*GIVEN INSTRUCTION*. Tally the lines in the material below that contain the string "snake" and give only that number.

— BEGIN DATA —

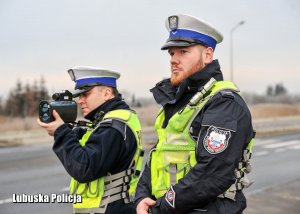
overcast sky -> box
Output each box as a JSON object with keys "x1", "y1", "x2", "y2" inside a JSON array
[{"x1": 0, "y1": 0, "x2": 300, "y2": 97}]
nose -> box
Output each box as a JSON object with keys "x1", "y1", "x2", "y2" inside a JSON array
[
  {"x1": 78, "y1": 96, "x2": 84, "y2": 105},
  {"x1": 170, "y1": 53, "x2": 179, "y2": 65}
]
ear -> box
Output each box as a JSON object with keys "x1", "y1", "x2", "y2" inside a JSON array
[
  {"x1": 202, "y1": 47, "x2": 214, "y2": 65},
  {"x1": 104, "y1": 87, "x2": 114, "y2": 101}
]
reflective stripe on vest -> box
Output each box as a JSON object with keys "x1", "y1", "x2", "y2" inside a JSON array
[
  {"x1": 150, "y1": 81, "x2": 243, "y2": 198},
  {"x1": 70, "y1": 109, "x2": 143, "y2": 212}
]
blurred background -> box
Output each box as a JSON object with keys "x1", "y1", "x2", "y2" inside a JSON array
[{"x1": 0, "y1": 0, "x2": 300, "y2": 213}]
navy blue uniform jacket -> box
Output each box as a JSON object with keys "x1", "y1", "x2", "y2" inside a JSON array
[{"x1": 135, "y1": 60, "x2": 254, "y2": 214}]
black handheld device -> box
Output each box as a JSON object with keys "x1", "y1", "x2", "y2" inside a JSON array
[{"x1": 39, "y1": 90, "x2": 77, "y2": 123}]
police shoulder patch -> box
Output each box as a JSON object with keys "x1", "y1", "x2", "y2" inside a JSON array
[
  {"x1": 203, "y1": 126, "x2": 231, "y2": 154},
  {"x1": 165, "y1": 186, "x2": 176, "y2": 208}
]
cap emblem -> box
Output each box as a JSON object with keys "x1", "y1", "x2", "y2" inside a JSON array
[{"x1": 168, "y1": 16, "x2": 178, "y2": 31}]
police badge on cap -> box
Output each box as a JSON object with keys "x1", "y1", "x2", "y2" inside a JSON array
[{"x1": 161, "y1": 14, "x2": 223, "y2": 50}]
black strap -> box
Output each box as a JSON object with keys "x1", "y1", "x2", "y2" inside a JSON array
[{"x1": 99, "y1": 119, "x2": 126, "y2": 139}]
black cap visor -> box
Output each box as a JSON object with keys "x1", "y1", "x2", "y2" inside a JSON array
[{"x1": 71, "y1": 86, "x2": 94, "y2": 98}]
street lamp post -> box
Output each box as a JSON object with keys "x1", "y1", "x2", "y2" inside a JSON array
[{"x1": 230, "y1": 21, "x2": 245, "y2": 82}]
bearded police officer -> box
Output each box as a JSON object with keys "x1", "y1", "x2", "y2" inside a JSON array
[
  {"x1": 38, "y1": 67, "x2": 142, "y2": 214},
  {"x1": 135, "y1": 14, "x2": 254, "y2": 214}
]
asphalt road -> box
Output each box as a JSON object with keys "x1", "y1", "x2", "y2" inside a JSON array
[{"x1": 0, "y1": 134, "x2": 300, "y2": 214}]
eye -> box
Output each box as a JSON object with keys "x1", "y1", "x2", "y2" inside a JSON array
[
  {"x1": 180, "y1": 49, "x2": 187, "y2": 54},
  {"x1": 169, "y1": 50, "x2": 174, "y2": 56}
]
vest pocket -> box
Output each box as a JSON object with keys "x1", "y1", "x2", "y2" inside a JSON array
[{"x1": 151, "y1": 151, "x2": 194, "y2": 198}]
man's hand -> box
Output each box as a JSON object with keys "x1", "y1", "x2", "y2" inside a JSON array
[
  {"x1": 136, "y1": 198, "x2": 156, "y2": 214},
  {"x1": 37, "y1": 110, "x2": 64, "y2": 136}
]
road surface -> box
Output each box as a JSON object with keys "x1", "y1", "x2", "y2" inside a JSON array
[{"x1": 0, "y1": 134, "x2": 300, "y2": 214}]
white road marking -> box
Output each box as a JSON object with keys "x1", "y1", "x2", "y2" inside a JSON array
[{"x1": 0, "y1": 198, "x2": 12, "y2": 204}]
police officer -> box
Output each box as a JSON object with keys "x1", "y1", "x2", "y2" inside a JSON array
[
  {"x1": 38, "y1": 67, "x2": 142, "y2": 214},
  {"x1": 135, "y1": 14, "x2": 254, "y2": 214}
]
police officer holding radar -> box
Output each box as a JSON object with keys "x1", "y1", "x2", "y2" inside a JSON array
[
  {"x1": 135, "y1": 14, "x2": 254, "y2": 214},
  {"x1": 38, "y1": 67, "x2": 143, "y2": 214}
]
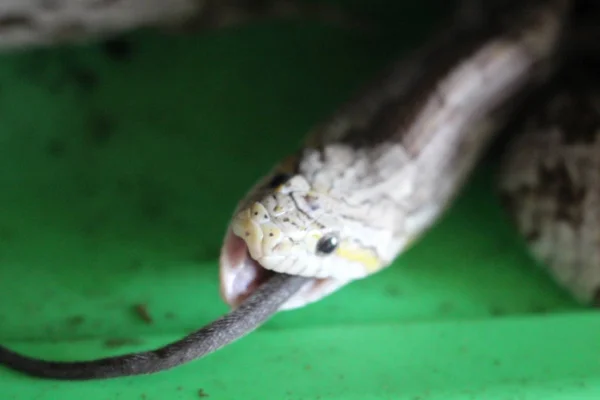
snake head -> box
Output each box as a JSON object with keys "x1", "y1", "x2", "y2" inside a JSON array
[{"x1": 220, "y1": 158, "x2": 388, "y2": 310}]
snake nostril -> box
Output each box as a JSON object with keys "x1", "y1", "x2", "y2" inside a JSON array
[{"x1": 250, "y1": 203, "x2": 271, "y2": 224}]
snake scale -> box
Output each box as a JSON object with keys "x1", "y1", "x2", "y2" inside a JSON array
[{"x1": 0, "y1": 0, "x2": 600, "y2": 380}]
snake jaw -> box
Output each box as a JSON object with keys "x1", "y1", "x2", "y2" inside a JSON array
[{"x1": 219, "y1": 228, "x2": 350, "y2": 311}]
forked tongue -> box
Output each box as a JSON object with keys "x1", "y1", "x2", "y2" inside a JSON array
[{"x1": 0, "y1": 274, "x2": 312, "y2": 380}]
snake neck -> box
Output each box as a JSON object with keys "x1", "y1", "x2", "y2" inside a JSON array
[{"x1": 299, "y1": 0, "x2": 570, "y2": 262}]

— END DATA —

*THE REPLY*. 5